_Selected excerpt_.
***
But by looking out for himself, Anthony further handicapped the Thunder, who are now looking at a massive luxury-tax hit that would push their total payroll to something approaching a quarter billion dollars. In addition to retaining George, the Thunder also re-signed Jerami Grant to a reported three-year deal worth $27 million. That’s no doubt a relief to OKC, because it couldn’t afford to watch Grant walk away from its already thin bench. But keeping Grant might be the best the Thunder can do in terms of putting other players around the main three guys. And when you’re excited about holding onto Grant, that says something about your situation.

How thrilled could OKC ownership possibly be about paying so much for a team that still doesn’t project as a real rival to the Warriors or Rockets even with George? Let’s not forget—and stop me if you’ve heard this one before—that this is the same franchise that killed its own budding dynasty before it had a chance to grow up when it made a late, low-ball offer to James Harden back in 2012 before ultimately trading him to the very same Houston team it’s now trying to catch up with. Now all of a sudden the Thunder are willing to burn money and pay a heavy luxury tax just to be playoff detritus again? It’s hard to imagine or justify. And this represents what the Thunder considered the best-case scenario.
***
Stored data entries
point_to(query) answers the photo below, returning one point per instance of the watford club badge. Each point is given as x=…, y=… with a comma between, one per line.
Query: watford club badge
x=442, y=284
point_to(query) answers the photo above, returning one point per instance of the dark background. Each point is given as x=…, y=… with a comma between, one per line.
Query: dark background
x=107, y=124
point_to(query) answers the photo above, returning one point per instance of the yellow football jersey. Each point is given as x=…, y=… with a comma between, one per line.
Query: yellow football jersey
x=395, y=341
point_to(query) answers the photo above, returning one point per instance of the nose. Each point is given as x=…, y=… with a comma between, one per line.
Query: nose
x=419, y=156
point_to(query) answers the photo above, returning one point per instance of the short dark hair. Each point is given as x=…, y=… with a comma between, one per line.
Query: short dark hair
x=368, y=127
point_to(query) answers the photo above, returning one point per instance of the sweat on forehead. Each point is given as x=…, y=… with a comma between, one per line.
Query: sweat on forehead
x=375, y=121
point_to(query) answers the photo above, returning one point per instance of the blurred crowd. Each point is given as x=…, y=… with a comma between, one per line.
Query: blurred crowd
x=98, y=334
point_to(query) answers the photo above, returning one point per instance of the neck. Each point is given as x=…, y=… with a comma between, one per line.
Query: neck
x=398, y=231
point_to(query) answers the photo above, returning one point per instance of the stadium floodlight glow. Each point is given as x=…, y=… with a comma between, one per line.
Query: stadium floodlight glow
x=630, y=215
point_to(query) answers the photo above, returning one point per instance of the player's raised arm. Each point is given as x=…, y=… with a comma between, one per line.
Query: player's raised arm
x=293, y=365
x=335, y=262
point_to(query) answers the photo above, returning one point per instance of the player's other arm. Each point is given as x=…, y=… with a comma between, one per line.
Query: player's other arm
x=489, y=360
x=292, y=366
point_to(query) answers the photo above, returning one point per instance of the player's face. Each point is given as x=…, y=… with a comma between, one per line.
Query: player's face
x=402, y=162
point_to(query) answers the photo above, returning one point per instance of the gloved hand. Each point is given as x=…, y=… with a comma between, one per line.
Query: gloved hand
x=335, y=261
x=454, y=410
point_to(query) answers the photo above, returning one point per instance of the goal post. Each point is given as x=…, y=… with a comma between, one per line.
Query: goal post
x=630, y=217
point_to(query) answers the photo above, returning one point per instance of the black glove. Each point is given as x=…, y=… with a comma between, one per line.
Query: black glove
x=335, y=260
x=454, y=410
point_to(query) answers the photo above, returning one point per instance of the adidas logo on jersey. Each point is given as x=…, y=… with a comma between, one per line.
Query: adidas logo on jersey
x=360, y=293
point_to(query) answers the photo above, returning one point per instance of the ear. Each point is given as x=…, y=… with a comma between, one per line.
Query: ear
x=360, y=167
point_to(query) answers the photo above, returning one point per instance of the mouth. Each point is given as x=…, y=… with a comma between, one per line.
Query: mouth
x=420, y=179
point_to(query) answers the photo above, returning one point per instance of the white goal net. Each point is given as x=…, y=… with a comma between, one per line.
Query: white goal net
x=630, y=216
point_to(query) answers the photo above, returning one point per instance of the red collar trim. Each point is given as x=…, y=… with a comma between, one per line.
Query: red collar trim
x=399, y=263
***
_Assignment 1_. According to the Thunder excerpt, what are the reported length and value of Jerami Grant's new deal?
_Assignment 2_. Please reproduce the part of the Thunder excerpt that opens with the words containing "But by looking" and closes with "about your situation.".
_Assignment 3_. Condense the paragraph of the Thunder excerpt that begins "But by looking out for himself" into a shorter version that keeps its main facts.
This data has no connection to the Thunder excerpt.

_Task solution 1_. Three years and $27 million.

_Task solution 2_.
But by looking out for himself, Anthony further handicapped the Thunder, who are now looking at a massive luxury-tax hit that would push their total payroll to something approaching a quarter billion dollars. In addition to retaining George, the Thunder also re-signed Jerami Grant to a reported three-year deal worth $27 million. That’s no doubt a relief to OKC, because it couldn’t afford to watch Grant walk away from its already thin bench. But keeping Grant might be the best the Thunder can do in terms of putting other players around the main three guys. And when you’re excited about holding onto Grant, that says something about your situation.

_Task solution 3_. By looking out for himself, Anthony further handicapped the Thunder, who now face a massive luxury-tax hit that would push their payroll toward a quarter billion dollars. Besides retaining George, they re-signed Jerami Grant to a reported three-year, $27 million deal, a relief given their thin bench. Keeping Grant may be the best they can do to surround the main three players, and being excited about it says something about their situation.